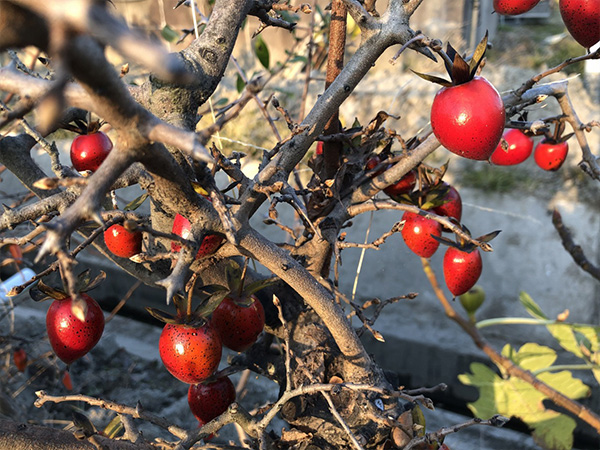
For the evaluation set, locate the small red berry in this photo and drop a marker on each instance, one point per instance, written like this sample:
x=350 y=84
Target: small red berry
x=319 y=150
x=210 y=400
x=550 y=155
x=468 y=119
x=239 y=322
x=461 y=269
x=182 y=227
x=122 y=242
x=417 y=233
x=89 y=150
x=69 y=337
x=582 y=19
x=518 y=148
x=190 y=354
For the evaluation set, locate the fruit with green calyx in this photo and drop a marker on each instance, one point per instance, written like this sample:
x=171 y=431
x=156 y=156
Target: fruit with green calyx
x=467 y=114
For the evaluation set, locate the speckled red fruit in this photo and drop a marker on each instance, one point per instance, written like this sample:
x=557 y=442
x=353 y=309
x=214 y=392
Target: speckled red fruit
x=89 y=150
x=69 y=337
x=549 y=155
x=452 y=206
x=582 y=19
x=468 y=119
x=519 y=147
x=210 y=400
x=514 y=7
x=319 y=149
x=461 y=270
x=190 y=354
x=182 y=227
x=404 y=186
x=238 y=324
x=417 y=233
x=122 y=242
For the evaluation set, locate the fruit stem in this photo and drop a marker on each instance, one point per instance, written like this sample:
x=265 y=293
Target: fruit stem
x=514 y=321
x=243 y=278
x=188 y=305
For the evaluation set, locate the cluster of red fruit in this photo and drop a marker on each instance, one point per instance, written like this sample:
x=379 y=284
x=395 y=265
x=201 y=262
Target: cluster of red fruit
x=462 y=262
x=581 y=17
x=191 y=346
x=515 y=147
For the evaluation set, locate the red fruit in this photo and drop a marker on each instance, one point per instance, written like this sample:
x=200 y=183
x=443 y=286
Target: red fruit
x=582 y=19
x=66 y=381
x=319 y=150
x=468 y=119
x=461 y=269
x=69 y=337
x=20 y=359
x=417 y=233
x=452 y=206
x=550 y=155
x=513 y=7
x=89 y=150
x=182 y=227
x=190 y=353
x=122 y=242
x=404 y=186
x=210 y=400
x=239 y=322
x=519 y=147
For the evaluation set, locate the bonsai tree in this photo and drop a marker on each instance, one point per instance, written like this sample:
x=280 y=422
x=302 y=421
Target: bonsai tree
x=197 y=239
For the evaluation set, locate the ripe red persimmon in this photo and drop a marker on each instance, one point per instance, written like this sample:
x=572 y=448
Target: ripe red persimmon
x=518 y=148
x=468 y=119
x=461 y=269
x=122 y=242
x=210 y=400
x=182 y=227
x=69 y=337
x=89 y=150
x=582 y=19
x=239 y=322
x=191 y=354
x=417 y=233
x=550 y=155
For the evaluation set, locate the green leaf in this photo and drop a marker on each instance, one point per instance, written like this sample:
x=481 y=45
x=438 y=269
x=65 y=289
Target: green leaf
x=114 y=427
x=532 y=307
x=239 y=84
x=531 y=356
x=221 y=102
x=298 y=58
x=169 y=34
x=136 y=203
x=262 y=52
x=512 y=396
x=567 y=338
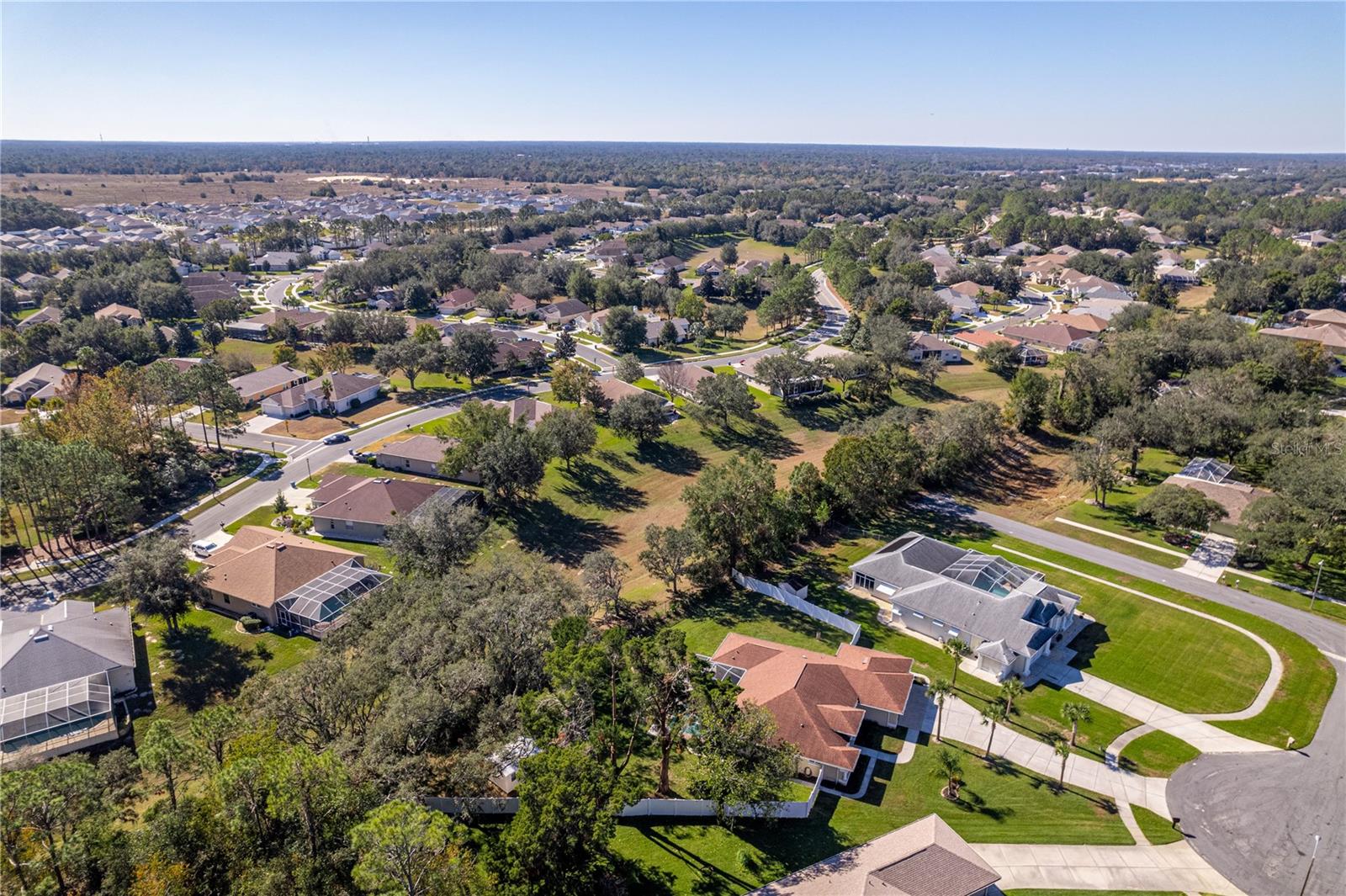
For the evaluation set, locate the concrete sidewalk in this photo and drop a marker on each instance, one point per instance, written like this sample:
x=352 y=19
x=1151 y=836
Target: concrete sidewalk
x=1175 y=867
x=1186 y=727
x=962 y=723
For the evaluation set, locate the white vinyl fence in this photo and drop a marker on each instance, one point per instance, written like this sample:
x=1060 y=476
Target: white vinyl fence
x=644 y=809
x=798 y=600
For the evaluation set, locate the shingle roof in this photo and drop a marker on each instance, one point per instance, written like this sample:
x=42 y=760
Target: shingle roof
x=69 y=640
x=374 y=501
x=814 y=697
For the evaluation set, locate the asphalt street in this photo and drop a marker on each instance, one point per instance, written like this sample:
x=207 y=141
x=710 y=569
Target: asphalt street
x=1251 y=815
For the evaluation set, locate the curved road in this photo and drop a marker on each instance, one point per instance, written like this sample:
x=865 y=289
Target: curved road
x=1251 y=815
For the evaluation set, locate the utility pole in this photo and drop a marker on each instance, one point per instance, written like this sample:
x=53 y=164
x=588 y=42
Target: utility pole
x=1317 y=837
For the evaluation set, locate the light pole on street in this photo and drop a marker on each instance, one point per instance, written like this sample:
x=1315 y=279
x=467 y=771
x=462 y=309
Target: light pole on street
x=1317 y=837
x=1317 y=579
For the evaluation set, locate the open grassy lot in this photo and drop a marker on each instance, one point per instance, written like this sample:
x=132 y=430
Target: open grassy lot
x=1036 y=712
x=1305 y=687
x=1157 y=829
x=998 y=803
x=1157 y=754
x=1119 y=516
x=205 y=662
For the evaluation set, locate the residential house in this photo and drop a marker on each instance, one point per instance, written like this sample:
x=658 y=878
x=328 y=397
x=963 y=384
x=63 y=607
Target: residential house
x=260 y=384
x=1009 y=615
x=287 y=581
x=922 y=859
x=1053 y=337
x=347 y=392
x=1329 y=335
x=562 y=312
x=64 y=671
x=458 y=301
x=1177 y=275
x=259 y=326
x=49 y=314
x=1216 y=480
x=1087 y=321
x=610 y=252
x=929 y=346
x=363 y=509
x=819 y=701
x=125 y=315
x=1312 y=238
x=666 y=265
x=42 y=382
x=525 y=408
x=522 y=305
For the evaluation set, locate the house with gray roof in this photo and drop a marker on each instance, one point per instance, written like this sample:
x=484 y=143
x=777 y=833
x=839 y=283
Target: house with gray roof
x=1009 y=615
x=62 y=674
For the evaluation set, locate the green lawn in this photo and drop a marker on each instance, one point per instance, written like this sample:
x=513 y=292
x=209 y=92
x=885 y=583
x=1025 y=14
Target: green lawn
x=1305 y=687
x=1157 y=829
x=1158 y=754
x=1000 y=803
x=1330 y=608
x=205 y=662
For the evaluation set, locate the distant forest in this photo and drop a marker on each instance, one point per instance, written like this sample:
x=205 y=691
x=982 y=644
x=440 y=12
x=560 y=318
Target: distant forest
x=629 y=164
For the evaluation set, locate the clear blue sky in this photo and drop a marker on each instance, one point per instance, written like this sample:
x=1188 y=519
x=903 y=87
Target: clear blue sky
x=1143 y=76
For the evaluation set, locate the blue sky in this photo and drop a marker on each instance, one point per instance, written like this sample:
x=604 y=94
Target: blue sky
x=1144 y=76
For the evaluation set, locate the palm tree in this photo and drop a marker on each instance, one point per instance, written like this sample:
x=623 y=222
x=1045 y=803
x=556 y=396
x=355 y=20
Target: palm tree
x=957 y=649
x=1062 y=750
x=946 y=766
x=993 y=714
x=1076 y=713
x=1010 y=691
x=940 y=691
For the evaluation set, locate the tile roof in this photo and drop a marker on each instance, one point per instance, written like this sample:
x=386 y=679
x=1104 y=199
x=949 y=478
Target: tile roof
x=818 y=698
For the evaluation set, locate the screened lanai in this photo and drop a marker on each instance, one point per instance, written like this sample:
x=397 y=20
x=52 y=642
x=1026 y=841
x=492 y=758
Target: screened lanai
x=42 y=718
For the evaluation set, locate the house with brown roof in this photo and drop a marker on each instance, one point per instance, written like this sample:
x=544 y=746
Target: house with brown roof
x=1053 y=337
x=40 y=381
x=525 y=408
x=286 y=581
x=259 y=326
x=922 y=859
x=363 y=509
x=125 y=315
x=458 y=301
x=819 y=701
x=260 y=384
x=347 y=392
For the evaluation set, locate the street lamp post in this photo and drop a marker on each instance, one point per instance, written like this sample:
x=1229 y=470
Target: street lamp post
x=1317 y=579
x=1317 y=837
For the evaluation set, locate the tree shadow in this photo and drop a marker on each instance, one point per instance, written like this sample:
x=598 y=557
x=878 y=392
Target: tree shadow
x=558 y=534
x=594 y=485
x=760 y=435
x=670 y=458
x=205 y=669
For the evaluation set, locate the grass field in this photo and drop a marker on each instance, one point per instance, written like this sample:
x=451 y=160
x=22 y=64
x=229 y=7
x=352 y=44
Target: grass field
x=1157 y=829
x=1119 y=516
x=1000 y=803
x=1157 y=754
x=205 y=662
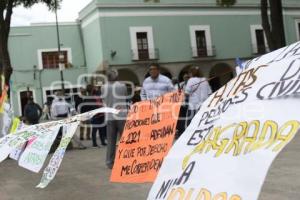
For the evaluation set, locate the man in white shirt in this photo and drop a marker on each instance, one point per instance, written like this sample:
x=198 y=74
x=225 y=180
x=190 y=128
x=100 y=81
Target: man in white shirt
x=60 y=108
x=198 y=90
x=156 y=84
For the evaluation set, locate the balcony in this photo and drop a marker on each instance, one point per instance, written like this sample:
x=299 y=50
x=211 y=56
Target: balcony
x=209 y=51
x=144 y=55
x=260 y=49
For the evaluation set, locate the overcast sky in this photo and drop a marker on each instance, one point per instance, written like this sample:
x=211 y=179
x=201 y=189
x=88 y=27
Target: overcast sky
x=40 y=13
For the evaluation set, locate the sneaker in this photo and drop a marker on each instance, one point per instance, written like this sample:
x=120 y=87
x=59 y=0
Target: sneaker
x=82 y=147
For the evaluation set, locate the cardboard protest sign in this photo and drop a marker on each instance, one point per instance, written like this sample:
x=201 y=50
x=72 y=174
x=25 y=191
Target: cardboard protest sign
x=53 y=166
x=147 y=137
x=229 y=146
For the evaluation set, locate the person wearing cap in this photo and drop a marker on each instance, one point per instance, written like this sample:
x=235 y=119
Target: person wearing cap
- - -
Exercise prompt:
Reproduce word for word everything in the material above, from the line containing "For the evaluation set, locate the fruit stem" down to the line containing "x=197 y=239", with both of those lines included.

Response to the exercise:
For the evaluation set, locate the fruit stem in this photo and drop a marker on each instance, one point per instance, written like this sample:
x=265 y=293
Target: fruit stem
x=514 y=321
x=243 y=278
x=188 y=305
For the evaluation set, locate the cluster of red fruit in this photo and drop a marker on each instance, one point per instance, written like this sample:
x=379 y=284
x=395 y=265
x=201 y=262
Target: cluster of red fruit
x=462 y=262
x=581 y=17
x=191 y=346
x=515 y=147
For the evaluation set, locate the red fruit in this photo and drop a marker on each instance, one point per instance, written like this sample:
x=200 y=183
x=443 y=286
Target: red fruit
x=582 y=19
x=66 y=381
x=319 y=150
x=468 y=119
x=461 y=269
x=69 y=337
x=20 y=359
x=417 y=233
x=452 y=206
x=550 y=155
x=513 y=7
x=89 y=150
x=182 y=227
x=190 y=353
x=122 y=242
x=404 y=186
x=210 y=400
x=239 y=322
x=519 y=147
For the evaluation set, locate the bonsai tree in this photo and drop a marker on each instance, one point per instance, written like this sample:
x=280 y=422
x=302 y=421
Target: bonsai tree
x=197 y=239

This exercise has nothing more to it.